__提示文章__
....
第4回 外的報酬と内的報酬

この対談について

人は何のために働くのか。仕事を通じてどんな満足を求めるのか。時代の流れとともに変化する働き方、そして経営手法。その中で「従業員満足度」に着目し様々な活動を続ける従業員満足度研究所株式会社 代表の藤原 清道(ふじわら・せいどう)さんに、従業員満足度を上げるためのノウハウをお聞きします。

第4回 外的報酬と内的報酬

安田

根本的な話なんですけど、「従業員満足度」って何なのでしょうね。具体的に何を示すのか、わかるようでわからないというか。


藤原

そうですね。最近だと「ウェルビーイング」とか「従業員エンゲージメント」なんて言葉で表現されたりもしますね。

安田

結局大事なのは給料とか待遇とか勤務時間とか、要するに労働条件なんじゃないの、と個人的には思ったりもするんです。


藤原

あるいは仕事自体のやりがいなんかも含まれますよね。

安田

ああ、確かに。労働条件と仕事のやりがい、どちらが大事なんですかね。従業員満足度のプロである藤原さんはどう思います?


藤原

これはもう「両方大事」ですね。「外的報酬」と「内的報酬」という言葉で表されたりもしますけれど。ベースとして外的報酬(労働条件)はある程度高くないといけません。ここが極端に低ければ、やはり満足度は上がらない。

安田

そりゃそうですよね。どんなに面白い仕事でも、月給1万円じゃやってられない。


藤原

そうそう。一方で、仮に外的報酬がすごく高くても、そこで得られる満足度って実は限度があるんですね。その先はやっぱり内的報酬、つまり仕事のやりがいや高揚感、人からの感謝なんかが必要になってきます。

安田

つまり外的報酬は必要条件であって十分条件ではないと。


藤原

仰るとおりです。だから会社は外的報酬だけでなく、内的報酬も提供できる存在になっていかないといけないわけです。

安田

でも藤原さん、かつては「仕事は辛くて当然」「楽しさなんて求めちゃいけない」と思ってたんですよね(笑)。随分変わったんですねぇ。


藤原

おかげさまで(笑)。途中で気づけて本当に幸運だったと思っています。

安田

でもね、そうやって藤原さんは変われたかもしれないけど、世の中の経営者ってまだまだ「利益至上主義」の人が多いと思うんですよ。先日お話してくれた理念やクレドなんかも、結局は会社のイメージアップのため、つまり利益のために作ってる会社が多いんじゃないですか。


藤原

確かにそれは否めませんね。

安田

そういう意味で、外的報酬はまだしも、内的報酬の提供ってけっこうハードル高いんじゃないかと思うんです。現実問題として、お客さんからの感謝を得づらい仕事はあるわけで。


藤原

それは非常に重要なポイントです。私自身、従業員満足度研究所の他にもう一社、いわゆる実業をやっている会社を経営していますが、中には地味で面白くない仕事もあるわけですよ。

安田

そうですよね。ほとんどの仕事がそうだと言ってもいいくらいですよ。
....
__提供情報__

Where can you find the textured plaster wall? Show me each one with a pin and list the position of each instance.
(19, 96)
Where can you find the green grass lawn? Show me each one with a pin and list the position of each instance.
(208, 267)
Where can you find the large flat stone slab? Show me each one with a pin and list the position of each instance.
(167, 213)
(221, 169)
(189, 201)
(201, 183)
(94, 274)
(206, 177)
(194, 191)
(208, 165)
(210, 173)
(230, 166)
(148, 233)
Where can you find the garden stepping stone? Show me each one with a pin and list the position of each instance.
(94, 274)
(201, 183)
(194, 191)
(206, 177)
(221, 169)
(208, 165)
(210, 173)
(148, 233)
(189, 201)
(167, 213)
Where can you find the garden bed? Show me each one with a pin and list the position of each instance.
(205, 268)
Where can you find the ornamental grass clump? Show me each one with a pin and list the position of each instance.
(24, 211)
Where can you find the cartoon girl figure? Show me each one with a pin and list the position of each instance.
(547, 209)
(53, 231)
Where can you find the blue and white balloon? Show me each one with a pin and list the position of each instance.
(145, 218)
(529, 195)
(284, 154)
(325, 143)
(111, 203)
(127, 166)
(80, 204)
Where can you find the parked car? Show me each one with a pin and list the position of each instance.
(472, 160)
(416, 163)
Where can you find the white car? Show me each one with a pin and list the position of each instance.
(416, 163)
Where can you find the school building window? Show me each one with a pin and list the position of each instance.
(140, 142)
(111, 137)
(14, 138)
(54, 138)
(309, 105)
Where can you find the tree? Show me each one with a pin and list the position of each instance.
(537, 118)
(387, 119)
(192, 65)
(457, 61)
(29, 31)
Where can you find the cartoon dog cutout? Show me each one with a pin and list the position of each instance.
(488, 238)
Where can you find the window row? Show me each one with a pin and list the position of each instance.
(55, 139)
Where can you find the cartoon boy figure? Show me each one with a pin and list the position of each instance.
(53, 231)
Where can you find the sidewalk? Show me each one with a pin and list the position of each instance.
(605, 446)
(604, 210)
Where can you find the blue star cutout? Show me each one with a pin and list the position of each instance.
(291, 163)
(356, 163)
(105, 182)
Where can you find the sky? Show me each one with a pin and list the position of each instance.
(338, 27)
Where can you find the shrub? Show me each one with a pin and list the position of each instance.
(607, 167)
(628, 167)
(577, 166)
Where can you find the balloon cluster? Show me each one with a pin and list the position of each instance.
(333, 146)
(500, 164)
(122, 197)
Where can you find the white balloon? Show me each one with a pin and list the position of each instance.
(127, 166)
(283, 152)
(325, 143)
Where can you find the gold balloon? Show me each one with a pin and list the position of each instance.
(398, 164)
....
__依頼内容 1__
従業員満足度に関する対談のうち、「そういう意味で、外的報酬はま」を含む語句で始まり「そうですよね。ほとんどの仕事がそうだと言ってもいいくらいですよ。」で締めくくられる箇所を、一字一句違えずに書き写してください。
__依頼内容 2__
従業員満足度に関する対談において、内的報酬とは具体的にどのようなものとして説明されていますか。

__作成回答 1__
そういう意味で、外的報酬はまだしも、内的報酬の提供ってけっこうハードル高いんじゃないかと思うんです。現実問題として、お客さんからの感謝を得づらい仕事はあるわけで。


藤原

それは非常に重要なポイントです。私自身、従業員満足度研究所の他にもう一社、いわゆる実業をやっている会社を経営していますが、中には地味で面白くない仕事もあるわけですよ。

安田

そうですよね。ほとんどの仕事がそうだと言ってもいいくらいですよ。

__作成回答 2__
仕事のやりがいや高揚感、人からの感謝などです。